Retype the listing below exactly, pictures removed.

- Given data
--- START ---

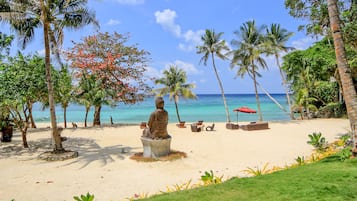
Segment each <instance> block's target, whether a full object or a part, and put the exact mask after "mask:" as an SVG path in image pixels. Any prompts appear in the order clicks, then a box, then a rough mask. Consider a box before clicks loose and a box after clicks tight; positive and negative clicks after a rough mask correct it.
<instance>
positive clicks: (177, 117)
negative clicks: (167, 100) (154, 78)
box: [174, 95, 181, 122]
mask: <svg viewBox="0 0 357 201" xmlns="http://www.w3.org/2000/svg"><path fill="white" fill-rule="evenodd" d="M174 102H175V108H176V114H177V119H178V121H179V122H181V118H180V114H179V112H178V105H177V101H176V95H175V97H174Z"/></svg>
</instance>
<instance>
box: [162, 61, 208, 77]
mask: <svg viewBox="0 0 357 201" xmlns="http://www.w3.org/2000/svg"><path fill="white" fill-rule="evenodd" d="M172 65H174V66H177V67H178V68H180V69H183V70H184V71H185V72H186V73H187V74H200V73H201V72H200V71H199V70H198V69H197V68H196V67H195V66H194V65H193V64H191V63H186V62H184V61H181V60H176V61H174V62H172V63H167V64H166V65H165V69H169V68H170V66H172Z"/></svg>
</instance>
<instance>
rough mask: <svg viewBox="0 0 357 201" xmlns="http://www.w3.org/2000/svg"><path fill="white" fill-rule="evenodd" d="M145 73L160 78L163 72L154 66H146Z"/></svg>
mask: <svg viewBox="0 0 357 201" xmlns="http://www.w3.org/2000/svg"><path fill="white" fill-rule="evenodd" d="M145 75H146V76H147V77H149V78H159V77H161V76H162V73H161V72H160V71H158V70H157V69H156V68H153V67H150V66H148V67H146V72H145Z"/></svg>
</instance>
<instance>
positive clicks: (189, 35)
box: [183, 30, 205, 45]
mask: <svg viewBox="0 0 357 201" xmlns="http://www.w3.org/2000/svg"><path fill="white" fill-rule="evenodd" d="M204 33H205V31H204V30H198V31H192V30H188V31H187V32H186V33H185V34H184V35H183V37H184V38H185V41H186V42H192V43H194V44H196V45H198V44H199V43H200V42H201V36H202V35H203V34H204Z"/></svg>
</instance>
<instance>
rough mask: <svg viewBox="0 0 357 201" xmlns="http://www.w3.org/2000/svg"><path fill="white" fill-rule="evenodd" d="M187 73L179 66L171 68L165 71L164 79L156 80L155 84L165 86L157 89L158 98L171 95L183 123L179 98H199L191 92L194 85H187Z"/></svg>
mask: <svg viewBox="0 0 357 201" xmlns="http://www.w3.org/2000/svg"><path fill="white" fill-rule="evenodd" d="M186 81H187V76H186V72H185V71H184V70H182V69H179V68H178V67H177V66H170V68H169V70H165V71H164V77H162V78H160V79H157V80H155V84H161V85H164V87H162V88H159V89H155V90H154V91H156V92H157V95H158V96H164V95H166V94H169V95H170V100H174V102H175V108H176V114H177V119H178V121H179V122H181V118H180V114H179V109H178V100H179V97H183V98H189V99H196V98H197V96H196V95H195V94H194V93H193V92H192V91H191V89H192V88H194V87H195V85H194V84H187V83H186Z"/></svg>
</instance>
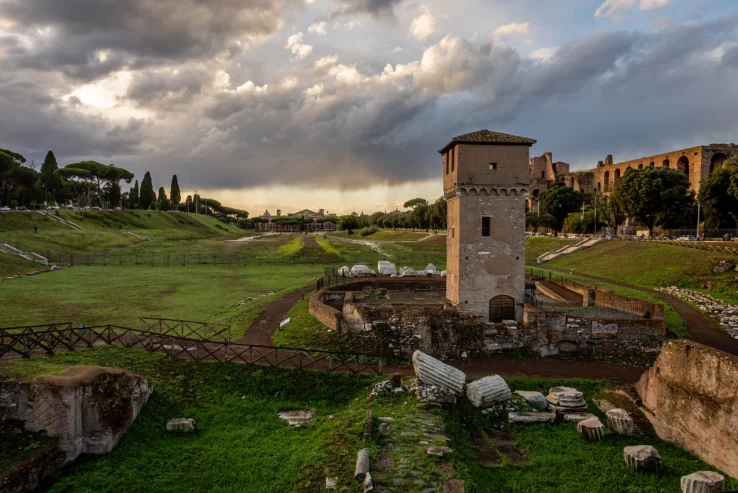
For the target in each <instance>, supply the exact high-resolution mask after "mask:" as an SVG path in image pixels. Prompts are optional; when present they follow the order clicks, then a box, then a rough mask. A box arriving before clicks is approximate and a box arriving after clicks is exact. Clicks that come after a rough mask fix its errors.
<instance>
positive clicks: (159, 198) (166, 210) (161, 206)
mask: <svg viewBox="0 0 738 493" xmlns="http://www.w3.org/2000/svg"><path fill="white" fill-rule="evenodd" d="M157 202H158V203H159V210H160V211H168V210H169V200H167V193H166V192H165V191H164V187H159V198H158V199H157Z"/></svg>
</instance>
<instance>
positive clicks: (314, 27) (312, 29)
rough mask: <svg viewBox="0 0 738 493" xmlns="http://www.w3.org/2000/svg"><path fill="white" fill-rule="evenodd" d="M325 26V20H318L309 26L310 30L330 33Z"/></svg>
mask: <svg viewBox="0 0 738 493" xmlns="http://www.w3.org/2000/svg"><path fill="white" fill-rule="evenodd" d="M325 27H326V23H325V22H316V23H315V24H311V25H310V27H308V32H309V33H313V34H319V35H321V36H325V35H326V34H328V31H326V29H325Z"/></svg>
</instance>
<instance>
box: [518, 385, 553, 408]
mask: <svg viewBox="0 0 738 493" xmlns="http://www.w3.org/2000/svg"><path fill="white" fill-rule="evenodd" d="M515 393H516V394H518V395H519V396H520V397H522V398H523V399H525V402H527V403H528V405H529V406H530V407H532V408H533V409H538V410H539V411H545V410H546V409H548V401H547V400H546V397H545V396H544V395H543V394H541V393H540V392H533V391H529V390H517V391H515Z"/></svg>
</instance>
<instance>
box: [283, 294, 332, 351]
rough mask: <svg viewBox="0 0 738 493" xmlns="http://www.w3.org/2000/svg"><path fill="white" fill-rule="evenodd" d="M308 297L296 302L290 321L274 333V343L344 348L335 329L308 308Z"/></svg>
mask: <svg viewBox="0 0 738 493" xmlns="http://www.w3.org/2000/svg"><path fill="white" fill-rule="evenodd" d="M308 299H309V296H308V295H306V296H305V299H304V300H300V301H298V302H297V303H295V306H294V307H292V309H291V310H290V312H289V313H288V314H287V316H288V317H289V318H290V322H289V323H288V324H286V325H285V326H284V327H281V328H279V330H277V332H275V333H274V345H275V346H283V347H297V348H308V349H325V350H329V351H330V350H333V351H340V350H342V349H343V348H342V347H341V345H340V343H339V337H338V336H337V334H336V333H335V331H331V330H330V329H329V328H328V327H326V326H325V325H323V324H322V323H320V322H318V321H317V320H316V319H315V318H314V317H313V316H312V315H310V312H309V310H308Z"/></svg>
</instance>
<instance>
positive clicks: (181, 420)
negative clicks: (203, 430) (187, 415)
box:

--- END ---

- Answer to the exercise
Segment each <instance> block's target, whether a full object or a part, and put the exact mask after "mask:" as an SVG path in image pixels. Any prompts appear in the order clicks, then a box, then a rough mask. Consider a box before clicks loose and a box after clicks tight; positive and negative clicks after a rough mask correct it.
<instance>
positive clicks: (177, 117)
negative clicks: (167, 100) (154, 78)
box: [174, 95, 181, 122]
mask: <svg viewBox="0 0 357 201" xmlns="http://www.w3.org/2000/svg"><path fill="white" fill-rule="evenodd" d="M174 102H175V108H176V114H177V119H178V121H179V122H181V118H180V114H179V112H178V105H177V101H176V95H175V97H174Z"/></svg>
</instance>
<instance>
box: [162, 61, 208, 77]
mask: <svg viewBox="0 0 357 201" xmlns="http://www.w3.org/2000/svg"><path fill="white" fill-rule="evenodd" d="M172 65H174V66H177V67H178V68H180V69H183V70H184V71H185V72H186V73H187V74H200V73H201V72H200V71H199V70H198V69H197V68H196V67H195V66H194V65H193V64H191V63H186V62H184V61H181V60H176V61H174V62H172V63H167V64H166V65H165V69H169V68H170V66H172Z"/></svg>
</instance>
<instance>
rough mask: <svg viewBox="0 0 357 201" xmlns="http://www.w3.org/2000/svg"><path fill="white" fill-rule="evenodd" d="M145 73L160 78L163 72L154 66H146Z"/></svg>
mask: <svg viewBox="0 0 357 201" xmlns="http://www.w3.org/2000/svg"><path fill="white" fill-rule="evenodd" d="M145 75H146V76H147V77H149V78H159V77H161V76H162V73H161V72H160V71H158V70H157V69H156V68H153V67H150V66H148V67H146V72H145Z"/></svg>
</instance>
<instance>
positive clicks: (189, 35)
box: [183, 30, 205, 45]
mask: <svg viewBox="0 0 357 201" xmlns="http://www.w3.org/2000/svg"><path fill="white" fill-rule="evenodd" d="M204 33H205V31H204V30H198V31H192V30H188V31H187V32H186V33H185V34H184V35H183V37H184V38H185V41H186V42H192V43H194V44H196V45H198V44H199V43H200V42H201V36H202V35H203V34H204Z"/></svg>
</instance>
<instance>
rough mask: <svg viewBox="0 0 357 201" xmlns="http://www.w3.org/2000/svg"><path fill="white" fill-rule="evenodd" d="M187 73L179 66L171 68L165 71L164 79L156 80L155 84L165 86L157 89L158 98L171 95L183 123L179 98H199L191 92L194 85H187Z"/></svg>
mask: <svg viewBox="0 0 357 201" xmlns="http://www.w3.org/2000/svg"><path fill="white" fill-rule="evenodd" d="M186 81H187V76H186V72H185V71H184V70H182V69H179V68H178V67H177V66H170V68H169V70H165V71H164V77H162V78H160V79H157V80H155V84H161V85H164V87H162V88H159V89H155V90H154V91H156V92H157V95H158V96H164V95H166V94H169V95H170V100H174V102H175V108H176V114H177V119H178V121H179V122H181V118H180V114H179V109H178V100H179V97H183V98H189V99H196V98H197V96H196V95H195V94H194V93H193V92H192V91H191V89H192V88H194V87H195V85H194V84H187V83H186Z"/></svg>
</instance>
For the target in each <instance>, supply the exact high-resolution mask after "mask:" as an SVG path in image pixels. Prompts are optional; when present they follow the order clicks, then a box, then a rough mask. A box arriving before clicks is approximate and a box arriving after clicks is exact. Clicks that come after a rough mask fix its errors.
<instance>
positive clicks: (159, 198) (166, 210) (161, 206)
mask: <svg viewBox="0 0 738 493" xmlns="http://www.w3.org/2000/svg"><path fill="white" fill-rule="evenodd" d="M157 202H158V203H159V210H160V211H168V210H169V200H167V193H166V192H165V191H164V187H159V198H158V199H157Z"/></svg>
</instance>
<instance>
positive clicks: (314, 27) (312, 29)
rough mask: <svg viewBox="0 0 738 493" xmlns="http://www.w3.org/2000/svg"><path fill="white" fill-rule="evenodd" d="M325 26V20H318L309 26L310 30L330 33Z"/></svg>
mask: <svg viewBox="0 0 738 493" xmlns="http://www.w3.org/2000/svg"><path fill="white" fill-rule="evenodd" d="M325 27H326V23H325V22H316V23H315V24H311V25H310V27H308V32H309V33H313V34H319V35H321V36H325V35H326V34H328V31H326V29H325Z"/></svg>
</instance>
<instance>
box: [518, 385, 553, 408]
mask: <svg viewBox="0 0 738 493" xmlns="http://www.w3.org/2000/svg"><path fill="white" fill-rule="evenodd" d="M515 393H516V394H518V395H519V396H520V397H522V398H523V399H525V402H527V403H528V405H529V406H530V407H532V408H533V409H538V410H539V411H545V410H546V409H548V401H547V400H546V397H545V396H544V395H543V394H541V393H540V392H533V391H529V390H517V391H515Z"/></svg>
</instance>
<instance>
box: [283, 294, 332, 351]
rough mask: <svg viewBox="0 0 738 493" xmlns="http://www.w3.org/2000/svg"><path fill="white" fill-rule="evenodd" d="M308 297L296 302L290 321L274 333V343L344 348L335 329L308 308Z"/></svg>
mask: <svg viewBox="0 0 738 493" xmlns="http://www.w3.org/2000/svg"><path fill="white" fill-rule="evenodd" d="M308 299H309V296H308V295H306V296H305V299H304V300H300V301H298V302H297V303H295V306H294V307H292V309H291V310H290V312H289V313H288V314H287V316H288V317H289V318H290V322H289V323H288V324H286V325H285V326H284V327H281V328H279V330H277V332H275V333H274V345H275V346H283V347H297V348H308V349H325V350H329V351H330V350H333V351H340V350H342V349H343V348H342V347H341V345H340V343H339V337H338V336H337V334H336V333H335V331H331V330H330V329H329V328H328V327H326V326H325V325H323V324H322V323H320V322H318V321H317V320H316V319H315V318H314V317H313V316H312V315H310V312H309V310H308Z"/></svg>
</instance>
<instance>
positive clicks: (181, 420)
negative clicks: (203, 430) (187, 415)
box:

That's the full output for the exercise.